GOAL OF THE EXERCISE
Copy out every line of the entries below, changing nothing.

== MATERIAL PROVIDED ==

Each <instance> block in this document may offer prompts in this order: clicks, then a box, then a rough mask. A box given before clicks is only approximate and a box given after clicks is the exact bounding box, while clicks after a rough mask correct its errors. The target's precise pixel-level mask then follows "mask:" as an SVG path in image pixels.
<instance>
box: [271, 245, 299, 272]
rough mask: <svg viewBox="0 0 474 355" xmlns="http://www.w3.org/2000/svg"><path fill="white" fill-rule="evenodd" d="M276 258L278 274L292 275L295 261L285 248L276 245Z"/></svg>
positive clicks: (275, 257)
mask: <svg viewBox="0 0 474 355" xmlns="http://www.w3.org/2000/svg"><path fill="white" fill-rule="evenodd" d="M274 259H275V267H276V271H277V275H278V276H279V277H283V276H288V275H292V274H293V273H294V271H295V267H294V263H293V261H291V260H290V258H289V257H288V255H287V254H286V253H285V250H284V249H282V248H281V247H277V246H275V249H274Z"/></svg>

===

SOLUTION FOR THIS PROBLEM
Each <instance> block in this document may offer prompts in this order: clicks, then a box, then a rough mask. A box given before clicks is only approximate and a box given after clicks is the exact bounding box, while clicks after a rough mask correct its errors. The target's precise pixel-level mask then follows "mask:" as an SVG path in image pixels.
<instance>
box: [271, 245, 299, 272]
rough mask: <svg viewBox="0 0 474 355" xmlns="http://www.w3.org/2000/svg"><path fill="white" fill-rule="evenodd" d="M276 258L278 274L292 275L295 261L285 248L276 245Z"/></svg>
positive clicks: (275, 257)
mask: <svg viewBox="0 0 474 355" xmlns="http://www.w3.org/2000/svg"><path fill="white" fill-rule="evenodd" d="M274 259H275V267H276V271H277V275H278V276H279V277H283V276H288V275H292V274H293V273H294V271H295V267H294V263H293V261H291V260H290V258H289V257H288V255H287V254H286V253H285V250H284V249H282V248H281V247H277V246H275V249H274Z"/></svg>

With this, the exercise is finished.